**Written instruction**
Present every line of the records below as a numbered list, dropping the blank lines.

— start —

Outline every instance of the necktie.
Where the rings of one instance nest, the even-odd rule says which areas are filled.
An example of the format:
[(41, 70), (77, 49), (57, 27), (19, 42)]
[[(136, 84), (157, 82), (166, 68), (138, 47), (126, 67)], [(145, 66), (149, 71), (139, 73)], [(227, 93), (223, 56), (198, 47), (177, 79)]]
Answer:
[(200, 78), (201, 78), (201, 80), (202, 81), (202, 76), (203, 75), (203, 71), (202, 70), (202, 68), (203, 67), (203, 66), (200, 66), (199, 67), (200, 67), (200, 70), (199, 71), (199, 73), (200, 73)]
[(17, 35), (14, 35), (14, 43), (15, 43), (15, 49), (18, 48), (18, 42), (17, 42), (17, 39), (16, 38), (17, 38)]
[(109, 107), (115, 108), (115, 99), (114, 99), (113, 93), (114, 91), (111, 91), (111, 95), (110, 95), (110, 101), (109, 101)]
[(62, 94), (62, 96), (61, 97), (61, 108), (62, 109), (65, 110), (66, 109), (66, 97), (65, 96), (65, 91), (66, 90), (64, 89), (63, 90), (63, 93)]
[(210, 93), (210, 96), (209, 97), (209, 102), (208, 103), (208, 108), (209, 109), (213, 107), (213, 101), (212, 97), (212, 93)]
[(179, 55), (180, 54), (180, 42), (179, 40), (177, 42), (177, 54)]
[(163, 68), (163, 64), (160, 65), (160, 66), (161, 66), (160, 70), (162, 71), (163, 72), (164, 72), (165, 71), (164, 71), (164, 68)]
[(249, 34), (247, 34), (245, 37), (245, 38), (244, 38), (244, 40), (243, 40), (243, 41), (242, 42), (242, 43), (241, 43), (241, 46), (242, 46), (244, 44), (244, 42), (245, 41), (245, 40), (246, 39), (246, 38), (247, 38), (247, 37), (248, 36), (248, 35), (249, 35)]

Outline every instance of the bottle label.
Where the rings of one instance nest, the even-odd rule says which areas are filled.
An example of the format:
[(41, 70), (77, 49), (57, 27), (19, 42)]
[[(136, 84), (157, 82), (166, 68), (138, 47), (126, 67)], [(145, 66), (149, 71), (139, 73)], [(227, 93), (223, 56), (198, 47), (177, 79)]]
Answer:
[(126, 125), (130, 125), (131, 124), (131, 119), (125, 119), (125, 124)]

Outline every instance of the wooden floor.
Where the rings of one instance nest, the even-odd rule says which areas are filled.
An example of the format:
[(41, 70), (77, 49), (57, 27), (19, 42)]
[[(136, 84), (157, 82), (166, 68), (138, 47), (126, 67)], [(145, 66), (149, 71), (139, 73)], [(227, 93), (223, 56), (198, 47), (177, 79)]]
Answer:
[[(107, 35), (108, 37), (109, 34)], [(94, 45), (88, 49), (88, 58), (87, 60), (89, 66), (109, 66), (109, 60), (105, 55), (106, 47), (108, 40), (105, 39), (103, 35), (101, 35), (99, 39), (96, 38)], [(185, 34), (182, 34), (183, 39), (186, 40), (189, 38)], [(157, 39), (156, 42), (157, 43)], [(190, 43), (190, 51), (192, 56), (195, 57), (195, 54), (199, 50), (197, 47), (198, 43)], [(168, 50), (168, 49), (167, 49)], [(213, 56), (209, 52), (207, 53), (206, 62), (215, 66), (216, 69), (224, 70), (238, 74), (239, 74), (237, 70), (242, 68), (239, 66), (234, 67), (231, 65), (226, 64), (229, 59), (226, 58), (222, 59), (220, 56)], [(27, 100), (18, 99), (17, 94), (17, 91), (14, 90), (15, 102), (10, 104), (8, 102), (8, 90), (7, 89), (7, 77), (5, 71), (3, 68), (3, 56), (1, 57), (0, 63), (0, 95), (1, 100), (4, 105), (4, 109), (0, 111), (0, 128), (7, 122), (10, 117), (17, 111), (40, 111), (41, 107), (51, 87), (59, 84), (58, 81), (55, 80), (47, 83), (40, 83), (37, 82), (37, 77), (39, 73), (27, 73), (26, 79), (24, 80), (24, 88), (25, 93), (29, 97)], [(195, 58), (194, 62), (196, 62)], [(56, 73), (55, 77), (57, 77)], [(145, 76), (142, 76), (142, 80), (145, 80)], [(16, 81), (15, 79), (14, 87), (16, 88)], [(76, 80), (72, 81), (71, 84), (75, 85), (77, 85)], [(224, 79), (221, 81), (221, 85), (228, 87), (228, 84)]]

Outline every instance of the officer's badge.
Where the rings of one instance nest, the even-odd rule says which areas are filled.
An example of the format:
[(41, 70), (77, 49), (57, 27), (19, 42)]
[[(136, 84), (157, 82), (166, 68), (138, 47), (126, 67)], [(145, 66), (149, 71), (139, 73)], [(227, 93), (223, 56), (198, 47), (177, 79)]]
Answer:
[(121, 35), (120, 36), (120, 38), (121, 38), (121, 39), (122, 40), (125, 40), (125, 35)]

— end —

**Exercise answer**
1. Outline every instance of the necktie.
2. Where the rings of one instance nest, the even-odd rule says which areas are filled.
3. An example of the format:
4. [(41, 70), (77, 49), (57, 27), (19, 42)]
5. [[(136, 84), (157, 82), (166, 68), (138, 47), (126, 67)], [(145, 66), (149, 71), (139, 73)], [(227, 93), (223, 56), (198, 47), (177, 79)]]
6. Answer:
7. [(200, 78), (201, 78), (201, 80), (202, 81), (202, 76), (203, 75), (203, 71), (202, 70), (202, 68), (203, 67), (203, 66), (200, 66), (199, 67), (200, 67), (200, 70), (199, 71), (199, 73), (200, 73)]
8. [(17, 35), (14, 35), (14, 43), (15, 43), (15, 49), (18, 48), (18, 42), (17, 42), (17, 39), (16, 38), (17, 38)]
9. [(109, 107), (115, 108), (115, 99), (114, 99), (113, 93), (114, 91), (111, 91), (111, 95), (110, 95), (110, 101), (109, 101)]
10. [(62, 94), (62, 96), (61, 97), (61, 108), (62, 109), (65, 110), (66, 109), (66, 97), (65, 96), (65, 91), (66, 90), (64, 89), (63, 90), (63, 93)]
11. [(210, 93), (210, 96), (209, 97), (209, 102), (208, 103), (208, 108), (209, 109), (213, 107), (213, 101), (212, 97), (212, 93)]
12. [(179, 55), (180, 54), (180, 42), (179, 40), (177, 42), (177, 54)]
13. [(163, 68), (163, 64), (160, 65), (160, 66), (161, 66), (160, 70), (162, 71), (163, 72), (164, 72), (165, 71), (164, 71), (164, 68)]
14. [(249, 34), (247, 34), (245, 37), (245, 38), (244, 38), (244, 40), (243, 40), (243, 41), (242, 42), (242, 43), (241, 43), (241, 46), (242, 46), (244, 44), (244, 42), (245, 41), (245, 40), (246, 39), (246, 38), (247, 38), (247, 37), (248, 36), (248, 35), (249, 35)]
15. Outline every instance of the bottle label.
16. Where the rings of one instance nest, the even-odd rule says which areas are filled.
17. An example of the format:
18. [(41, 70), (77, 49), (57, 27), (19, 42)]
19. [[(136, 84), (157, 82), (166, 68), (138, 47), (126, 67)], [(145, 66), (149, 71), (139, 73)], [(227, 93), (223, 56), (198, 47), (177, 79)]]
20. Answer:
21. [(126, 125), (130, 125), (131, 124), (131, 119), (125, 119), (125, 124)]
22. Outline every instance of the wooden floor.
23. Where the rings of one instance nest, the even-odd rule says which areas are filled.
24. An example of the format:
25. [(41, 70), (77, 49), (57, 27), (19, 42)]
26. [[(136, 84), (157, 82), (166, 68), (138, 47), (126, 67)], [(145, 66), (149, 71), (139, 73)], [(227, 93), (223, 56), (198, 47), (177, 79)]]
27. Answer:
28. [[(107, 35), (108, 37), (109, 34)], [(94, 45), (88, 49), (88, 58), (87, 60), (89, 66), (109, 66), (109, 60), (105, 55), (106, 47), (108, 40), (105, 39), (103, 35), (101, 35), (99, 39), (96, 38)], [(185, 34), (182, 34), (183, 39), (186, 40), (189, 38)], [(157, 39), (156, 42), (157, 43)], [(190, 43), (190, 51), (192, 56), (195, 57), (195, 54), (199, 50), (197, 47), (198, 43)], [(168, 50), (168, 49), (167, 49)], [(213, 56), (209, 52), (207, 53), (206, 62), (215, 66), (216, 69), (224, 70), (238, 74), (239, 74), (237, 70), (242, 68), (239, 66), (234, 67), (231, 65), (226, 64), (229, 59), (226, 58), (222, 59), (220, 56)], [(27, 100), (18, 99), (17, 94), (17, 91), (14, 90), (15, 102), (10, 104), (8, 102), (8, 90), (7, 89), (7, 77), (5, 71), (3, 68), (3, 56), (1, 57), (0, 63), (0, 95), (1, 100), (4, 105), (4, 109), (0, 111), (0, 128), (7, 122), (10, 117), (17, 111), (40, 111), (41, 107), (51, 87), (59, 84), (58, 81), (55, 80), (47, 83), (40, 83), (37, 82), (37, 77), (39, 73), (27, 73), (26, 79), (24, 80), (24, 88), (25, 93), (29, 97)], [(195, 58), (194, 62), (196, 62)], [(56, 73), (55, 77), (57, 77)], [(145, 76), (142, 76), (142, 80), (145, 80)], [(16, 81), (15, 79), (14, 87), (16, 88)], [(76, 80), (72, 81), (71, 84), (75, 85), (77, 85)], [(224, 79), (221, 81), (221, 85), (228, 87), (228, 84)]]
29. Outline every instance of the officer's badge.
30. Where the rings of one instance nest, the even-odd rule says which areas are filled.
31. An example of the format:
32. [(41, 70), (77, 49), (57, 27), (19, 42)]
33. [[(136, 84), (157, 82), (166, 68), (138, 47), (126, 67)], [(145, 66), (149, 71), (139, 73)], [(227, 93), (223, 56), (198, 47), (177, 79)]]
34. Answer:
35. [(121, 35), (120, 36), (120, 38), (121, 38), (121, 39), (122, 40), (125, 40), (125, 35)]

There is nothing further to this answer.